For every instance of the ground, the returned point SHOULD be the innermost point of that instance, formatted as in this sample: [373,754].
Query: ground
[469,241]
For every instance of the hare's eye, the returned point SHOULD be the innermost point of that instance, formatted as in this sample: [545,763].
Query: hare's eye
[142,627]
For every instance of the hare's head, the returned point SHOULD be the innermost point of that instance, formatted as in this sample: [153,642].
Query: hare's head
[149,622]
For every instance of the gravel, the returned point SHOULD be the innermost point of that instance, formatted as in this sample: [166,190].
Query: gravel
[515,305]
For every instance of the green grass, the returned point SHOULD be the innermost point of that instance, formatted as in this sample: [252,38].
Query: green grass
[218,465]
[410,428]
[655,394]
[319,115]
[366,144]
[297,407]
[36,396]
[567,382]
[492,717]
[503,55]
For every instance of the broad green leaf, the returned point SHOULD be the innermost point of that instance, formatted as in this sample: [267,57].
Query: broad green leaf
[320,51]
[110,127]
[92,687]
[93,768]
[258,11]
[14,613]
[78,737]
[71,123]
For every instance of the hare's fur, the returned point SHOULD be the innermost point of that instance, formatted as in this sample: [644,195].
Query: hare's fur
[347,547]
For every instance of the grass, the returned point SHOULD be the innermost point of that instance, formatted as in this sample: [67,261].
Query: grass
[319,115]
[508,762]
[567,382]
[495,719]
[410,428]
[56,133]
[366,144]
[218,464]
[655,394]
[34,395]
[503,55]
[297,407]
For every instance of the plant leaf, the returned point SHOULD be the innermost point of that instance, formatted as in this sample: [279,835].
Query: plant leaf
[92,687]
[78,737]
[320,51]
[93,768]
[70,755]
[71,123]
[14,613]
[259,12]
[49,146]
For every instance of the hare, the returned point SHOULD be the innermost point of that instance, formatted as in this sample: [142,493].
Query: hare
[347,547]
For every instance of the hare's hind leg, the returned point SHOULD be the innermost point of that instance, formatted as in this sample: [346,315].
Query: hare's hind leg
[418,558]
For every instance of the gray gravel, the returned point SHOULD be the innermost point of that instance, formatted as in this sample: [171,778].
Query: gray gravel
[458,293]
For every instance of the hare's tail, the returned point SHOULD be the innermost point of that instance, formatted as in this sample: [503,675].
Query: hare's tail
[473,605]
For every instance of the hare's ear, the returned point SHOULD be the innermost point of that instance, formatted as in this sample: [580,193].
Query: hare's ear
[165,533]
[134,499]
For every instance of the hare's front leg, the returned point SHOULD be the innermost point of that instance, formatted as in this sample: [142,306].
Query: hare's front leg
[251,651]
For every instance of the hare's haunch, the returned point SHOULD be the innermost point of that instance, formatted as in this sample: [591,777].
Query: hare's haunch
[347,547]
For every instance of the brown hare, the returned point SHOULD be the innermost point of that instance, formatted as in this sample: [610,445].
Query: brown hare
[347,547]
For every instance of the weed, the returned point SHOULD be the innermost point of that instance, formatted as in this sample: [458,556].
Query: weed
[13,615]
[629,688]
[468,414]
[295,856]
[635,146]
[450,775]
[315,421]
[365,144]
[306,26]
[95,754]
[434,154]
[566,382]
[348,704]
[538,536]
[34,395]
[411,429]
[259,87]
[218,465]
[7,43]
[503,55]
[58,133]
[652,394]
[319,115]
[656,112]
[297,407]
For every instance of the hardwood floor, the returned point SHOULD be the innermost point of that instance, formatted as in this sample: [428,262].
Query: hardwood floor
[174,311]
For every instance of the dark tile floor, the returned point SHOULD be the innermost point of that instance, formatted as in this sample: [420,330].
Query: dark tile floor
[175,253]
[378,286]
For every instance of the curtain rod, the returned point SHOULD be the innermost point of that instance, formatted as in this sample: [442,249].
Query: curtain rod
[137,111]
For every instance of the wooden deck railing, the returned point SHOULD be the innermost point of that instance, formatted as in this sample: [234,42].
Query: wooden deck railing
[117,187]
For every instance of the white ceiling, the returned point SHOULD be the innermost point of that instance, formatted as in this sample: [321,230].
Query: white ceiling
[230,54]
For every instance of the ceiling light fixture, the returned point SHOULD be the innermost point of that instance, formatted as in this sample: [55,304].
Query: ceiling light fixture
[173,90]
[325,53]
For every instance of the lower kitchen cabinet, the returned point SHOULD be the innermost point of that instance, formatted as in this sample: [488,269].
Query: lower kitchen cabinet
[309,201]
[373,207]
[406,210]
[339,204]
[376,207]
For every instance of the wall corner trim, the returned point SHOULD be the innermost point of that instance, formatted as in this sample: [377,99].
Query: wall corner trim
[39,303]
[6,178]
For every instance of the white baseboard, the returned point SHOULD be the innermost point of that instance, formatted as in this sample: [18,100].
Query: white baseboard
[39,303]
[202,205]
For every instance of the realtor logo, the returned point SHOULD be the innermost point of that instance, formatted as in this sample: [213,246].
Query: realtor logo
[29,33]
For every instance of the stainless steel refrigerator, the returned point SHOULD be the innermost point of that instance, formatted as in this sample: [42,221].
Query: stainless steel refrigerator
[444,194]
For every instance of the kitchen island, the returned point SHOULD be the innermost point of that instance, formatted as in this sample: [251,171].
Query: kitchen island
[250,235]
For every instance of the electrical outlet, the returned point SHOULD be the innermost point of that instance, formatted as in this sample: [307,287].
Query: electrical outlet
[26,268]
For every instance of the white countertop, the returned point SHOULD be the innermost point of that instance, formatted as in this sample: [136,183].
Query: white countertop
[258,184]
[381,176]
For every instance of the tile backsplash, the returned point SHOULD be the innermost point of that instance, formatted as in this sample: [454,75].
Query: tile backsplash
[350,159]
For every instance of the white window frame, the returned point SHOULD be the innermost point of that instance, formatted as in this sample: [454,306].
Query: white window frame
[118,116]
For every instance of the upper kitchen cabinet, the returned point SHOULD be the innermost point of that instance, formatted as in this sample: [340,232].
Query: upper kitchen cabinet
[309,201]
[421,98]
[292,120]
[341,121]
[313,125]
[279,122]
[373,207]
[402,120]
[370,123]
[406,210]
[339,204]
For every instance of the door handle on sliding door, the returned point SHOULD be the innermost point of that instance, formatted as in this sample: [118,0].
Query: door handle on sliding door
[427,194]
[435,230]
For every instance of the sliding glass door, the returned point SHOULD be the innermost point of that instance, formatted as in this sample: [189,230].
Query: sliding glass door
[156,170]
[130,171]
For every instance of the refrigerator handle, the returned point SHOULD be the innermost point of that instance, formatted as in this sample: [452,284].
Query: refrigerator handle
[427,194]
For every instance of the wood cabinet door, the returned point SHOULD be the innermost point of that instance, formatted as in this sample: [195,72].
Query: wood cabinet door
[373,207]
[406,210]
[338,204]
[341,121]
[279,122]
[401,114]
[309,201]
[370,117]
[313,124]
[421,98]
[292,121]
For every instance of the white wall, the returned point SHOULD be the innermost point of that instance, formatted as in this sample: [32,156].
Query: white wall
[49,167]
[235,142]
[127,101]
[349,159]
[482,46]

Task
The output should be exactly the lines above from the line containing "Query: stainless steel refrigerator" to the line containing "For every instance of the upper", inclusive, with no other lines.

Exercise result
Query: stainless steel refrigerator
[444,194]
For every instance of the kitchen island, the returned point SHOULD be the innermost point of that instance, formatted as in this sample: [251,171].
Query: kitchen island
[250,235]
For every instance of the electrical outlet, the returned point SHOULD be the innermost point of that instance, formatted as in this sample: [307,287].
Query: electrical outlet
[26,268]
For every instance of the white countertop, the returned point SHOULD be the innermost point of that instance, formatted as in this sample: [136,183].
Query: white countertop
[258,184]
[381,176]
For every instance of the tile backsplash, the returned point SHOULD be the innermost point of that instance, formatted as in this sample: [454,75].
Query: tile backsplash
[350,159]
For every instance of the white window frame, the returned point SHOULD be the innermost point of that instance, formatted as in this sample: [454,306].
Query: white window frame
[118,116]
For every instance of the upper kitchen cabinet, the returned point SHOULD be the innermost point of that instance, formatted as in this sample: [340,232].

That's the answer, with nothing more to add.